» **Your goal**
Write out the entries again from the line with "Tag the dark green" up to and including the line with "[689, 1025]", switching "water droplet" to "raindrop" and leaving everything else unchanged.

(Entries for pointing and labeling)
--

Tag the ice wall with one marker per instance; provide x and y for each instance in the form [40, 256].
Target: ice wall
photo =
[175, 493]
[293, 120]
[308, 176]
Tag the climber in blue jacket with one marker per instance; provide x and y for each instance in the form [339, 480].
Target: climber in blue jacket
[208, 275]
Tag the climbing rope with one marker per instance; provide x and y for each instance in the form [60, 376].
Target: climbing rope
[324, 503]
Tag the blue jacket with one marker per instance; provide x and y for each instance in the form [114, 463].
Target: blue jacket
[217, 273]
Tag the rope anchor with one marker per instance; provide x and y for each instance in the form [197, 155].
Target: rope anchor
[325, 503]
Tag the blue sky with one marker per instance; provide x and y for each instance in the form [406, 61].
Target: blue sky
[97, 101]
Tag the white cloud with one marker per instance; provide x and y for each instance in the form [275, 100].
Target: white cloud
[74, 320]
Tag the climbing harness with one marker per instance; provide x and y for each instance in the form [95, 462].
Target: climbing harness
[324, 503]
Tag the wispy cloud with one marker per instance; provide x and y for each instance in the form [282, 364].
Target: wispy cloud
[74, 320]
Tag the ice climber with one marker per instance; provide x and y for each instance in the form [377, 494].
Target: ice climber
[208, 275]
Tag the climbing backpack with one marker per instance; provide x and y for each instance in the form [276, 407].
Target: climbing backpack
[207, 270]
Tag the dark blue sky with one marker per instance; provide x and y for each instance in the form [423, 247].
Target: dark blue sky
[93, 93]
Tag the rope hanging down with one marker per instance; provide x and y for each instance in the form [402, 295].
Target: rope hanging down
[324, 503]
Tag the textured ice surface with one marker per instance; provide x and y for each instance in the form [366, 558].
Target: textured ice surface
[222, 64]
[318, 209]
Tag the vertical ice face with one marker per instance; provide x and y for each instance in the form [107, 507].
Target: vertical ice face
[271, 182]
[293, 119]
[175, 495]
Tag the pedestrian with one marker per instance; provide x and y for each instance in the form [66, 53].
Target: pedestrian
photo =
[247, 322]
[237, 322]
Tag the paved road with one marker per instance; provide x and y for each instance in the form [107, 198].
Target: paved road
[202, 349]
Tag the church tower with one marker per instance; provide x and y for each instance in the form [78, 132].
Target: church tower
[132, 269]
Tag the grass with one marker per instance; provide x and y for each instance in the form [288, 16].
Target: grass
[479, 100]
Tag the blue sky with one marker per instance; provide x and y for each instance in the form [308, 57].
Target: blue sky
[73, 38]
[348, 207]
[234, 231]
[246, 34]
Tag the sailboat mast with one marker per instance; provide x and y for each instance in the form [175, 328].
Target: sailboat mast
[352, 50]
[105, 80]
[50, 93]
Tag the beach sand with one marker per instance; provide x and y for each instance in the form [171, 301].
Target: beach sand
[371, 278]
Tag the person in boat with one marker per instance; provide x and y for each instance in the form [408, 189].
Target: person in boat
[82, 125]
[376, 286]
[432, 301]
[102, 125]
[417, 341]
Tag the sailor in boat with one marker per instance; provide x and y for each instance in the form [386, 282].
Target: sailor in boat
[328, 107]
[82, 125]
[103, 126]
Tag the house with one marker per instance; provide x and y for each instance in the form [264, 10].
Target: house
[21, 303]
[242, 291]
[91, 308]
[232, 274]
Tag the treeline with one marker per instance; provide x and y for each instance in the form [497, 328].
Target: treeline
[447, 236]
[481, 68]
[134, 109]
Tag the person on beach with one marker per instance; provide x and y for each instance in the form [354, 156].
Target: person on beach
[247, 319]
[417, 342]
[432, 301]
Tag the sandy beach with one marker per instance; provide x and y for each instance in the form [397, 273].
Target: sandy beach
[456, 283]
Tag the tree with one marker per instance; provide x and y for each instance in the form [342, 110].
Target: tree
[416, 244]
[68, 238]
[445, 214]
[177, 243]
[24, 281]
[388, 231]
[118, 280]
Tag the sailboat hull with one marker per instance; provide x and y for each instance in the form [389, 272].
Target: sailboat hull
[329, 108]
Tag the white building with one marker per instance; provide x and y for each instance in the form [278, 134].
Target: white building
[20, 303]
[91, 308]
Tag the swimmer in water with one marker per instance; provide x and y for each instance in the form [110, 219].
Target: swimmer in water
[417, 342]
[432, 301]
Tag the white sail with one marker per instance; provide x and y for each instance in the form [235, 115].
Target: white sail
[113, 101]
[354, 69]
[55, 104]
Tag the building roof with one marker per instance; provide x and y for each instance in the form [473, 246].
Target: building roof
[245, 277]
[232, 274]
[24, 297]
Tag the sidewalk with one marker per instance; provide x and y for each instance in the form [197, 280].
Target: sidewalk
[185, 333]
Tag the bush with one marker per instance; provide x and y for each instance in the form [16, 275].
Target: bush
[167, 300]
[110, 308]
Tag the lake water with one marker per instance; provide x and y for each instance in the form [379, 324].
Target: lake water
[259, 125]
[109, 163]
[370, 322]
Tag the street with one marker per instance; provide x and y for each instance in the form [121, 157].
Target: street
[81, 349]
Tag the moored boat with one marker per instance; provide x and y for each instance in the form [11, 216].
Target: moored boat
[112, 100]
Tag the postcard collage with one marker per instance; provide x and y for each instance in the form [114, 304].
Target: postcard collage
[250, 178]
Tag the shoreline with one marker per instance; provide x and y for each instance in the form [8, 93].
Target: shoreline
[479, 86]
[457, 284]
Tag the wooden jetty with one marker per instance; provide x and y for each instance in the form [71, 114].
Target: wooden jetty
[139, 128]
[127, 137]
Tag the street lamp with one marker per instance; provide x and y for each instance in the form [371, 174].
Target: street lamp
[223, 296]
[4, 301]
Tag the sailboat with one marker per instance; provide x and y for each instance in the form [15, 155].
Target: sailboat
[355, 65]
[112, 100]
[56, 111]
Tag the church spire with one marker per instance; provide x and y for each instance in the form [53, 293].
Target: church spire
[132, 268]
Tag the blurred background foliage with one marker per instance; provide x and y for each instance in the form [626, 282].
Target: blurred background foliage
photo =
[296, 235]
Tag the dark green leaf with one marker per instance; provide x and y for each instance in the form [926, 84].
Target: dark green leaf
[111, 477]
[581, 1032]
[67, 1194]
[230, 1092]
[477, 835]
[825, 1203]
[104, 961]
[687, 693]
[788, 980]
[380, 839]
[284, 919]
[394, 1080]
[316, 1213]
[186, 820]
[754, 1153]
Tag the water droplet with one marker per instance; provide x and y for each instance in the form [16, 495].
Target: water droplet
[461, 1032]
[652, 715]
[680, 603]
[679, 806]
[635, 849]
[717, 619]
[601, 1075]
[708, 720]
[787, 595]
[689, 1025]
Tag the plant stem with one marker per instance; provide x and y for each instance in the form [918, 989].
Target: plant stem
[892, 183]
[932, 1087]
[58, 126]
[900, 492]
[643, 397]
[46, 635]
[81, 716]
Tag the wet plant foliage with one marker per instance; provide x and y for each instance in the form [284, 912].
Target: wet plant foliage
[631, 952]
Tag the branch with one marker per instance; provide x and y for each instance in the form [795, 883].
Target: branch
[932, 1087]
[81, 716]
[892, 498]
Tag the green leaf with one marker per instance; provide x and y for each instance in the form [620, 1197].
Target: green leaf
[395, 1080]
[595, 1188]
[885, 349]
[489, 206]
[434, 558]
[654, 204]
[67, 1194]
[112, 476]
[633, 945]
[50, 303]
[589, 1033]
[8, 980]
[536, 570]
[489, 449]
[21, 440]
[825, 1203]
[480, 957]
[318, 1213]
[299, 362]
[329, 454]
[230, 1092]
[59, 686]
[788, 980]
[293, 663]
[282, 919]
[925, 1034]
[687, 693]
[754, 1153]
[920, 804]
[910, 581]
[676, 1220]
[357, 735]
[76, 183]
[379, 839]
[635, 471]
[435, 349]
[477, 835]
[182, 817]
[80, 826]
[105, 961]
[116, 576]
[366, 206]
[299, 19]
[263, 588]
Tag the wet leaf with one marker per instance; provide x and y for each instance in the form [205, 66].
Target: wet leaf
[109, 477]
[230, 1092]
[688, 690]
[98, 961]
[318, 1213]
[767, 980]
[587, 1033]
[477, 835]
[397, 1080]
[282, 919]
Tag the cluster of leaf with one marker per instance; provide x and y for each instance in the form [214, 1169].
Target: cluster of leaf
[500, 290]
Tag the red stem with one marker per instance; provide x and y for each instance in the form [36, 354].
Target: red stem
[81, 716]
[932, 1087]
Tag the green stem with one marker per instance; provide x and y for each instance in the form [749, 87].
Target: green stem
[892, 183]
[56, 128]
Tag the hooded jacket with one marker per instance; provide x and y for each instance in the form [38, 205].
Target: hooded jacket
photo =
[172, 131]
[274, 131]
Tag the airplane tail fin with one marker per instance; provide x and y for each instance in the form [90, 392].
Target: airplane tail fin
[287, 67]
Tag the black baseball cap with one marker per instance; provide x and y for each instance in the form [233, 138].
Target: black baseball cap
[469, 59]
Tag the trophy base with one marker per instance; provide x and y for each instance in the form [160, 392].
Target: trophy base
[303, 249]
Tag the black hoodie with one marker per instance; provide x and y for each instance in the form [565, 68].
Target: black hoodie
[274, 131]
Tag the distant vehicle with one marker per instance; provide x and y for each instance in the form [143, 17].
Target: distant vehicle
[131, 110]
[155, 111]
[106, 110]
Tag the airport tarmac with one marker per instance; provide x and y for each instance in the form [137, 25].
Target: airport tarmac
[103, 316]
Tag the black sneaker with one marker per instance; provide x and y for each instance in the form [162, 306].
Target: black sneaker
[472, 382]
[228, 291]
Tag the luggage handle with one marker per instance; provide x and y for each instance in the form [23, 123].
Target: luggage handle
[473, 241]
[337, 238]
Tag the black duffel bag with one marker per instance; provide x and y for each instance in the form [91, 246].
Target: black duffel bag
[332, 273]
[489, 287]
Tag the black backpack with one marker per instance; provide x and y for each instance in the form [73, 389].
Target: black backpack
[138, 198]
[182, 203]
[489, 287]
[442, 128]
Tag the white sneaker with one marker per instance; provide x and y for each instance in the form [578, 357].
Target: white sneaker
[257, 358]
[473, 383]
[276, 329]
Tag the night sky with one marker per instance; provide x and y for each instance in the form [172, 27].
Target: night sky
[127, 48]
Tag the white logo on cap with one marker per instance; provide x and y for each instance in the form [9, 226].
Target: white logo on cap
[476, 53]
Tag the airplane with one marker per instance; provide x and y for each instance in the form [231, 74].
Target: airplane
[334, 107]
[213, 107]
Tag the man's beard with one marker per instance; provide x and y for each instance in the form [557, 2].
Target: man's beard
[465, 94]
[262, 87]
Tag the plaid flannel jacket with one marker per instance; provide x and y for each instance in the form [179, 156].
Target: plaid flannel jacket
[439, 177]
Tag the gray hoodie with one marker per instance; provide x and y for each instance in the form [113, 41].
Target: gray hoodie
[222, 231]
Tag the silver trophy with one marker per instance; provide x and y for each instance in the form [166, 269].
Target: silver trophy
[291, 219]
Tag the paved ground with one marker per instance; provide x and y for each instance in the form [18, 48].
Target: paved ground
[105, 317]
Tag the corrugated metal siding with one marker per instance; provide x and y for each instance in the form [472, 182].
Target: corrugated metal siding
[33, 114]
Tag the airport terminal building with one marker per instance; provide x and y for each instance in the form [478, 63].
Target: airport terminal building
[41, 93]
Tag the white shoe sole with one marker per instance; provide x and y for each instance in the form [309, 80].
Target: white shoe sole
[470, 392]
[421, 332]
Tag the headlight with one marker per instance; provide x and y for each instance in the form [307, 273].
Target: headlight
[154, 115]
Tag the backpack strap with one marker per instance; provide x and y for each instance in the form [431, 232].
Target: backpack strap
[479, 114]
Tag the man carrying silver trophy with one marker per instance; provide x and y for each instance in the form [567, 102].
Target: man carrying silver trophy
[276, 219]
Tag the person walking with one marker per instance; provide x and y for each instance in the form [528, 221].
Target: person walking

--

» **The reply**
Tag the dark green leaf with one marker per instance; provide x and y for each instance in the form [926, 84].
Target: dark green leaf
[111, 477]
[581, 1032]
[67, 1194]
[230, 1092]
[477, 835]
[825, 1203]
[104, 961]
[687, 693]
[788, 980]
[380, 839]
[284, 919]
[394, 1080]
[316, 1213]
[186, 820]
[754, 1153]
Tag the raindrop with one marker per instance; provide x and y for each instance in the form [16, 495].
Target: raindrop
[461, 1032]
[652, 715]
[680, 603]
[679, 806]
[635, 849]
[717, 619]
[601, 1075]
[708, 720]
[787, 595]
[689, 1025]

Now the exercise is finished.